- _Texte à lire_:
§

Les prix représentent un compromis entre les stratégies à court terme et à long terme, la rentabilité et la part de marché ainsi que les niveaux de trésorerie. En conséquence, une entreprise fixe ses prix afin de remplir ses différents objectifs tels que la rentabilité, la trésorerie ou la croissance. Un prix élevé maximise le profit à court terme mais entraîne une perte de part de marché, et donc a un impact négatif sur le profit à long terme. Un prix bas maximise le profit à long terme car il est généralement plus attractif pour les clients, ce qui permet à une entreprise de gagner des parts de marché.

La stratégie marketing globale d’une entreprise dépend de quatre domaines principaux : les coûts, la concurrence et la spécificité du marché, les objectifs de l’entreprise, le marché cible et la marque.

Les coûts, la concurrence et la spécificité du marché permettent à une entreprise de choisir entre différents types de stratégies de tarification (par exemple, la tarification cost-plus ou la tarification magique). D’autre part, les objectifs de l’entreprise, le marché cible et la marque permettent à une entreprise de fixer le niveau réel du prix (par exemple, la tarification cost-plus permet à une entreprise de déterminer le niveau de la marge bénéficiaire).

§

- _Données recueillies_:
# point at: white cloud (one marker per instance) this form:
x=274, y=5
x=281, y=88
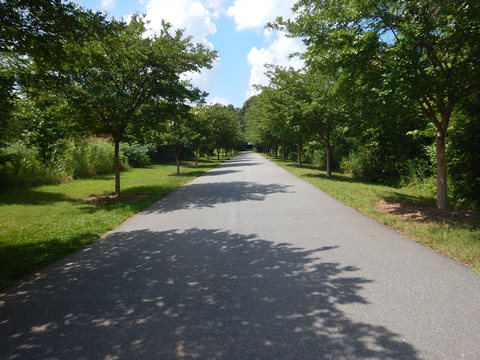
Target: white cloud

§

- _Vos tâches_:
[1] Répondez à ces questions sur le texte consacré à la fixation des prix :
(a) Quel effet un prix élevé a-t-il sur le profit à court terme ?
(b) De combien de domaines principaux dépend la stratégie marketing globale d'une entreprise ?
(c) Que permettent de fixer les objectifs de l'entreprise, le marché cible et la marque ?
[2] Modifiez le passage du texte sur la fixation des prix compris entre « La stratégie marketing » et « la marge bénéficiaire). » inclus, en y remplaçant « la marque » par « l'image de marque ».
[3] Prolongez le texte sur la fixation des prix à la suite de sa dernière phrase.

- _Résultats dans l'ordre_:
[1]
(a) Il maximise le profit à court terme.
(b) Elle dépend de quatre domaines principaux.
(c) Ils permettent de fixer le niveau réel du prix.

[2]
La stratégie marketing globale d’une entreprise dépend de quatre domaines principaux : les coûts, la concurrence et la spécificité du marché, les objectifs de l’entreprise, le marché cible et l'image de marque.

Les coûts, la concurrence et la spécificité du marché permettent à une entreprise de choisir entre différents types de stratégies de tarification (par exemple, la tarification cost-plus ou la tarification magique). D’autre part, les objectifs de l’entreprise, le marché cible et l'image de marque permettent à une entreprise de fixer le niveau réel du prix (par exemple, la tarification cost-plus permet à une entreprise de déterminer le niveau de la marge bénéficiaire).

[3]
Les prix varient également considérablement en fonction de la stratégie de marque de l’entreprise ainsi que de son marché cible. Par exemple, pour une entreprise vendant des produits de mode, le signal prix et la marque sont plus importants que la qualité réelle du produit, et donc l’élasticité de la demande est positive dans ce cas. En conséquence, la stratégie de tarification d’une telle entreprise sera de fixer le prix aussi élevé que possible.

Marque et marché cible

La marque et le marché cible déterminent le niveau de prix. La marque en elle-même est déjà un signal à la fois de la qualité et du niveau de prix. Par exemple, compte tenu de sa marque haut de gamme, Apple ne vend pas de téléphones bon marché, tandis que Walmart ne propose pas de produits très chers. Le marché cible détermine également le prix : les étudiants ne peuvent pas se permettre des produits très chers, par exemple.

Chaque marque est associée à une certaine image de marque et la tarification doit respecter cette image de marque. En fait, le prix est plus lié à la marque qu’à la qualité réelle des biens. Les marques de luxe évitent les réductions ou les prix bas car ils nuisent à la valeur perçue de leurs produits. La version extrême de cela est une montre de luxe telle qu’une Rolex qui est censée avoir une valeur de luxe durable. Cela signifie que les prix associés à une marque doivent être cohérents avec l’image de marque globale, ce qui signifie que tous les produits individuels d’une marque donnée doivent également être tarifés en fonction les uns des autres.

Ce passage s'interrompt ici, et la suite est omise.